**Document segment:**
● ● ● ● ● ● ●

Skip to content

This is a community translation of the original Chinese text. The translation may contain inaccuracies. When in doubt, please refer to the original Chinese version.

Engineering Constraints of Model Selection

The Supply Chain Risk of a Single Vendor

There is a basic principle in supply chain management: critical components must never depend on a single supplier. An LLM application's dependence on a single model is no different, and arguably riskier -- model providers change far faster than traditional suppliers.

Model changes take four forms. Upgrades are breaking changes: shifts in model behavior are diffuse, statistical, and unpredictable. Prompts carefully tuned on the old version may fail completely on the new one. Model deprecation: when the specific version you depend on is retired, migration means re-tuning all prompts and re-running all evaluations. Pricing changes: a price increase or billing structure change can instantly invalidate your cost model. Quality degradation: the most insidious risk. The model performs worse on your specific use case after an update, but benchmarks measure average performance and will not sound the alarm for you.

Lock-in is a gradual process that deepens across three layers: at the prompt level (prompts tuned for a specific model may need to be redone for another), at the API level (different providers' interfaces are not fully compatible), and at the capability level (depending on features unique to a specific model). These three layers of lock-in reinforce each other, and switching costs grow over time.

Cost Is an Architectural Constraint

Nearly every LLM application starts with an exciting prototype. API call costs are a few cents -- not worth thinking about. Then it goes live, and the end-of-month bill may make you wonder whether the project is viable at all.

This story repeats because cost has a multiplicative structure.

Total cost = (input token unit price x input token count + output token unit price x output token count) x call frequency

The prototyping phase typically focuses only on unit price while ignoring the two multipliers: token count and frequency. When those multipliers go from "a few manual tests" to "a hundred thousand calls per day in production," cost grows by five orders of magnitude. A typical RAG Q&A scenario with 100,000 daily calls can reach six-figure monthly costs in US dollars -- a number that can be estimated with simple multiplication at design time, no need to wait until after launch.

Hidden sources of cost are frequently overlooked: retrieved context injected per RAG call, accumulated history in multi-turn conversations, redundant calls from retries and validation, and the price differential where output tokens cost more than input tokens. When these multipliers stack, the actual call cost can be 2-3x what the business logic alone would require.

Model Selection Is Multi-Dimensional Constrained Optimization

Model dependency risk and cost constraints are not two separate problems. They are different dimensions within the decision space of model selection. The correct approach is to incorporate both into a single decision framework at design time:

Route by task complexity. Different tasks are suited to different model sizes. Simple classification uses a small model, complex reasoning uses a large model, latency-sensitive tasks use a fast-responding model. Your business logic depends on interfaces you define; specific models are implementations of those interfaces -- when you need to switch, you modify the implementation and routing table, not API calls scattered across the codebase.

Maintain substitutability at the architectural level. Interfaces are organized by capability (text generation, structured output, classification); which specific provider is bound to each is an implementation detail. The value lies not in the complexity of the abstraction itself, but in establishing an architectural principle: business logic does not directly depend on a specific model provider.

Factor cost into the design phase. Cache identical or similar queries; compress retrieved context and conversation history; control output length through prompt design and max_tokens; batch-process latency-insensitive tasks. These are architectural choices that should be made at design time.

An Evaluation System Is the Prerequisite for Multi-Model Strategy

A multi-model strategy without an evaluation system is empty talk. You need to maintain an evaluation set for each critical task and regularly run evaluations across multiple models. Routing decisions follow from evaluation results: which model offers the best cost-performance ratio for which class of tasks. When a model upgrade causes performance degradation, evaluation results will capture the change, and routing strategy adjusts accordingly.

The principle discussed in Chapter 2 applies directly here -- the future behavior of model providers is uncertain, costs are uncertain, and the architecture must leave room for both kinds of uncertainty.

● ● ● ● ● ● ●

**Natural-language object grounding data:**

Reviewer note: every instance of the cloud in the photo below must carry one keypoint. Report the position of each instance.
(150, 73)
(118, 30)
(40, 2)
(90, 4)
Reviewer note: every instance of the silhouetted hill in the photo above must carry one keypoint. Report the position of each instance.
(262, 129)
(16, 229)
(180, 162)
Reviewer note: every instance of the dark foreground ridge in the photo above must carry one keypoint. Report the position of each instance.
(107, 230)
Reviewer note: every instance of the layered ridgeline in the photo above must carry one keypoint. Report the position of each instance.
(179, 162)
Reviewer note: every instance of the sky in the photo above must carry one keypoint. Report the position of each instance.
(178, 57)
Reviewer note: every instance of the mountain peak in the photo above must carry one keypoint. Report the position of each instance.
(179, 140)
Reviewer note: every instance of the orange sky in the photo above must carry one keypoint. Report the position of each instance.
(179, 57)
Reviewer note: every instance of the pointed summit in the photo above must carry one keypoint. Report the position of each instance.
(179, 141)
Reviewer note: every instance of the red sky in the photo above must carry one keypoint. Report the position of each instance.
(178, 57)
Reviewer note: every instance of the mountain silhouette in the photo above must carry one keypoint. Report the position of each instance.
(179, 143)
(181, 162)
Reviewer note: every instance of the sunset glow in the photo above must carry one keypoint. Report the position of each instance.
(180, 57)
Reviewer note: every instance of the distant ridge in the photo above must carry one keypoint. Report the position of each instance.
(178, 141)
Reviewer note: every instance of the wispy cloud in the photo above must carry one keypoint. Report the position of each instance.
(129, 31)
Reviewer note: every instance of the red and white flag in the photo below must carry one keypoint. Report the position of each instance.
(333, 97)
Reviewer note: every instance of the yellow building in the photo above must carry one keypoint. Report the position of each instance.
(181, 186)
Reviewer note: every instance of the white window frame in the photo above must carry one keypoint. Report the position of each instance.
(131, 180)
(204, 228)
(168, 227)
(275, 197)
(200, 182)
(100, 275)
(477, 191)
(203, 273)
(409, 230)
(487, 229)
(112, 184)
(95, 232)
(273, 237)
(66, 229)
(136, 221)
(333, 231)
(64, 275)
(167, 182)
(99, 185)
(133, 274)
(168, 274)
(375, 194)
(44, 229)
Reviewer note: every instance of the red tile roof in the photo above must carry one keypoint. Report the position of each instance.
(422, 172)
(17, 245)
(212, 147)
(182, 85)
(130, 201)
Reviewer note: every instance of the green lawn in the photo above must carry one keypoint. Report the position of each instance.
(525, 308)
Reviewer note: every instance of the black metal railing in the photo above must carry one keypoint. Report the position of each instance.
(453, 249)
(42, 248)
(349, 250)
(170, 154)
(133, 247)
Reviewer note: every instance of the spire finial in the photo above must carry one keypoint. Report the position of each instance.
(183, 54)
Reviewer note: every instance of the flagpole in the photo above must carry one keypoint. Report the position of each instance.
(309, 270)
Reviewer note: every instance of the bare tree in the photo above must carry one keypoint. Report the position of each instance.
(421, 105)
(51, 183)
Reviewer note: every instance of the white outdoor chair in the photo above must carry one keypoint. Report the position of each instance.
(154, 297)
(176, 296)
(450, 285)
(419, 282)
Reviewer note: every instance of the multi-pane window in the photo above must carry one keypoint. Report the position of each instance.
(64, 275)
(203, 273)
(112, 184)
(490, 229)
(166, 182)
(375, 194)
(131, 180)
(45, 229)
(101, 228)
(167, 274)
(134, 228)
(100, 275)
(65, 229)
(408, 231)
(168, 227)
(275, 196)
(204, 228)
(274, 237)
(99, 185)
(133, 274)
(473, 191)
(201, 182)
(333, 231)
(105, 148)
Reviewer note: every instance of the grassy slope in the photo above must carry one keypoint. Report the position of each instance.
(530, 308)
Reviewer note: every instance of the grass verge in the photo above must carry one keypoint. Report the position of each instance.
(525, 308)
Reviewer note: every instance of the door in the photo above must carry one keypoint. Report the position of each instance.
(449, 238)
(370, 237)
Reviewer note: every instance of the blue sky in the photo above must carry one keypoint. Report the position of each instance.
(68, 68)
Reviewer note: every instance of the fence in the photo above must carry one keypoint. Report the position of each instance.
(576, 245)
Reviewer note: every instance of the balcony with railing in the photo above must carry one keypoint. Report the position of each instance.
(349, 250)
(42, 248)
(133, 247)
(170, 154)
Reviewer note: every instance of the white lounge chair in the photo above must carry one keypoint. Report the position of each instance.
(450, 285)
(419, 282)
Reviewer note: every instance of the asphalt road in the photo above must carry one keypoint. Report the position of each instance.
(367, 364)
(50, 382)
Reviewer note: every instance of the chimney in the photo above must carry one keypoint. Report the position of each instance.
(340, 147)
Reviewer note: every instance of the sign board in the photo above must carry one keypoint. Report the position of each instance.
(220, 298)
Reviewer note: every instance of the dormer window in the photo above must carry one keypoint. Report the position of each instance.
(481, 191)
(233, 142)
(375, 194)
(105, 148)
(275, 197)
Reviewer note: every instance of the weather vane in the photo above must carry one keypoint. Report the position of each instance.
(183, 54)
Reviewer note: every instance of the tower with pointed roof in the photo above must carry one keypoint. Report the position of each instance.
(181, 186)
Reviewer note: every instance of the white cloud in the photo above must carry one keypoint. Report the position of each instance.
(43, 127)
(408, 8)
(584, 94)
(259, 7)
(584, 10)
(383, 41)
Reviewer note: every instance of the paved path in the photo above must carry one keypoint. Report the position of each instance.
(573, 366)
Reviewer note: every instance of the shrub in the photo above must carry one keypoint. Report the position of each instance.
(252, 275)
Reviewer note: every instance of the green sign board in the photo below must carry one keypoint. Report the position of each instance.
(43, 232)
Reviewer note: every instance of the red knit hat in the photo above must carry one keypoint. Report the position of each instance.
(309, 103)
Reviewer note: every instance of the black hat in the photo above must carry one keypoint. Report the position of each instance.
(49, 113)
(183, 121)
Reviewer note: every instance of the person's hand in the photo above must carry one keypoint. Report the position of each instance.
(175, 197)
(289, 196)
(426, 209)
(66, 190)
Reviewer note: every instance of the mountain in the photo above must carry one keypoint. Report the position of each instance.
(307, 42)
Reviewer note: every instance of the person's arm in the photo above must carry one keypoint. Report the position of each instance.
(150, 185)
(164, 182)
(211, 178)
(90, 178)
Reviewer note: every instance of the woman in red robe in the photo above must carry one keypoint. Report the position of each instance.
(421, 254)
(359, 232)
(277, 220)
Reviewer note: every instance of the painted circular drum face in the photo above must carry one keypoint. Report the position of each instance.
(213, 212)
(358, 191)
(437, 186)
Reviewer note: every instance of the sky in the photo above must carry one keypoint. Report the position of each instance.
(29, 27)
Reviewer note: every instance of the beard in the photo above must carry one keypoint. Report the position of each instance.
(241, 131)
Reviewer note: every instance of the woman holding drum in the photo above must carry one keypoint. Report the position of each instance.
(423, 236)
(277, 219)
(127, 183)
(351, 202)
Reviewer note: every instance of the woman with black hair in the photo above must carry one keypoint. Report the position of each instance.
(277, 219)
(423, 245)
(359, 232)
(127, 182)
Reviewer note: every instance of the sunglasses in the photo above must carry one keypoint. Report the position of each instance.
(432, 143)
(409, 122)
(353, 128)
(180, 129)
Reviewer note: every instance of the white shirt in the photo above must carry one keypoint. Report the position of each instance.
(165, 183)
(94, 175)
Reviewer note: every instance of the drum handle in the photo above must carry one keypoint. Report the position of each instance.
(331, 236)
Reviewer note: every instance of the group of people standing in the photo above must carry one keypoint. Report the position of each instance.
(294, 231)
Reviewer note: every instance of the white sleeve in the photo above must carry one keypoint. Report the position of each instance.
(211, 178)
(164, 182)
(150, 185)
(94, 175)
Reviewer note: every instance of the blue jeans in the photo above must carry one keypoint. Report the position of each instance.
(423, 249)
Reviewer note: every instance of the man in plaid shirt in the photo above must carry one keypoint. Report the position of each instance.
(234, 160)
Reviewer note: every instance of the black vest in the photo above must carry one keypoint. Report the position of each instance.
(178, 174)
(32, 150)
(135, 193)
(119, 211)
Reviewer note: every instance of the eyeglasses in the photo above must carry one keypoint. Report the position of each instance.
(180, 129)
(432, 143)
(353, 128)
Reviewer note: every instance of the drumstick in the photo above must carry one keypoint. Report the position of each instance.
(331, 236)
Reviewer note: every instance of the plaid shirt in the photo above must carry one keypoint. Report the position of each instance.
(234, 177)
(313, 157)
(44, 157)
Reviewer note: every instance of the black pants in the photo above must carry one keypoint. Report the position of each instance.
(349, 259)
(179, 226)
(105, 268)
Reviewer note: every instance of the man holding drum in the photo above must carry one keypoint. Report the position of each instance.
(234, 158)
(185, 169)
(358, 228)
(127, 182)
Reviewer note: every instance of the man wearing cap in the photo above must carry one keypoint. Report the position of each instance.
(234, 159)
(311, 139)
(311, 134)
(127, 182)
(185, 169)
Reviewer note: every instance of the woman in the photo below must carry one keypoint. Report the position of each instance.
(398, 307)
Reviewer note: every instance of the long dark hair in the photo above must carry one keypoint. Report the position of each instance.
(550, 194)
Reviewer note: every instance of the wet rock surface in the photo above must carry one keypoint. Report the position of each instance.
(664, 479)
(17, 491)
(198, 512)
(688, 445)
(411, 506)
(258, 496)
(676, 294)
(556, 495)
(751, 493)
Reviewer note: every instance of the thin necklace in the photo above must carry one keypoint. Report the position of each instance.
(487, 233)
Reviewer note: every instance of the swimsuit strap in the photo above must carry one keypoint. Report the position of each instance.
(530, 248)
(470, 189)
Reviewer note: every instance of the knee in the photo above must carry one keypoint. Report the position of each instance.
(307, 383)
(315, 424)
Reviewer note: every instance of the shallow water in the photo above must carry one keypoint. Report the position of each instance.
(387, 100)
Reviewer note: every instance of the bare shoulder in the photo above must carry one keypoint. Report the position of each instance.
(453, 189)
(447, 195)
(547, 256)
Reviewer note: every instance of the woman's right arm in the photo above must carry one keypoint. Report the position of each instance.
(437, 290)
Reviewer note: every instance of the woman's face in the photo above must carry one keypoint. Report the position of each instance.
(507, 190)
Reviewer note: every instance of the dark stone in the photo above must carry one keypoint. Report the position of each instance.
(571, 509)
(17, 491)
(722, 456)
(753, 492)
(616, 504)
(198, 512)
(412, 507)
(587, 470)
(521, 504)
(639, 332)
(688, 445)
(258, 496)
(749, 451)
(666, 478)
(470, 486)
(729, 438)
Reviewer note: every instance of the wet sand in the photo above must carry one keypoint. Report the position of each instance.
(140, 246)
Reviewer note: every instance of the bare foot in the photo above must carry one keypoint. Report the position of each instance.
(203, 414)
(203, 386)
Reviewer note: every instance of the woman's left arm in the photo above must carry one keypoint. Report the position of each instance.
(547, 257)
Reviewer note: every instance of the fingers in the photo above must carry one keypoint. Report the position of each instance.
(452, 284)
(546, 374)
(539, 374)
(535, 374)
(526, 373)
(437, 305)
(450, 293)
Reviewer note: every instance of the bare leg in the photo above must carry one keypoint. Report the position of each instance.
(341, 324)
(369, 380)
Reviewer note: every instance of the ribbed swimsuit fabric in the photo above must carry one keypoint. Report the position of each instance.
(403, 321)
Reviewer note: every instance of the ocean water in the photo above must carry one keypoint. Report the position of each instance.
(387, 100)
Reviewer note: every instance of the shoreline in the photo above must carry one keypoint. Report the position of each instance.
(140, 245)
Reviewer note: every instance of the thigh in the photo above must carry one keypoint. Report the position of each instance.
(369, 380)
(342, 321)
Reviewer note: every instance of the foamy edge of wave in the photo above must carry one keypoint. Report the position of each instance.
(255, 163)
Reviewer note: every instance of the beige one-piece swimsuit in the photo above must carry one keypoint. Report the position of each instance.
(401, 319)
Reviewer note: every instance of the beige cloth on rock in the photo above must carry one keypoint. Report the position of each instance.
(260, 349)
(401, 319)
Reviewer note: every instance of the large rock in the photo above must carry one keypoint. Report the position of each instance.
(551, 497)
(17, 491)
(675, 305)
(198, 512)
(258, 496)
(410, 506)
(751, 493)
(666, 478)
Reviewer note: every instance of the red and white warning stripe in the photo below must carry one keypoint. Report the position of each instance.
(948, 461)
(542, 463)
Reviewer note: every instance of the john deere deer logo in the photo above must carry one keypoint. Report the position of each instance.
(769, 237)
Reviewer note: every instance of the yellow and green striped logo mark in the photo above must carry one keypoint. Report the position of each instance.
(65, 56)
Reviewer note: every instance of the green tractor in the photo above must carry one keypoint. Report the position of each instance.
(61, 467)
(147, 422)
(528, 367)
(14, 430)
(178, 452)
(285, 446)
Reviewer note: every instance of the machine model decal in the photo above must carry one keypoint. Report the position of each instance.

● ● ● ● ● ● ●

**Task 1:** Retype the passage of the page on model selection that begins at the words "Skip to content" and stops after the words "original Chinese version.".
**Task 2:** Which of the four forms of model change does the page on model selection call the most insidious risk?

**Exercise response 1:**
Skip to content

This is a community translation of the original Chinese text. The translation may contain inaccuracies. When in doubt, please refer to the original Chinese version.

**Exercise response 2:** Quality degradation.